Data excerpts
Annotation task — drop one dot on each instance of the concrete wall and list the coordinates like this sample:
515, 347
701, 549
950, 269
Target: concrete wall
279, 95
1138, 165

■ **What is expected**:
All lines of the data above must be returned exactly.

■ **Written solution**:
Annotation task — drop one dot on each instance of the concrete wall and list the coordinates like this sample:
515, 347
701, 549
950, 269
Target: concrete wall
279, 95
1138, 165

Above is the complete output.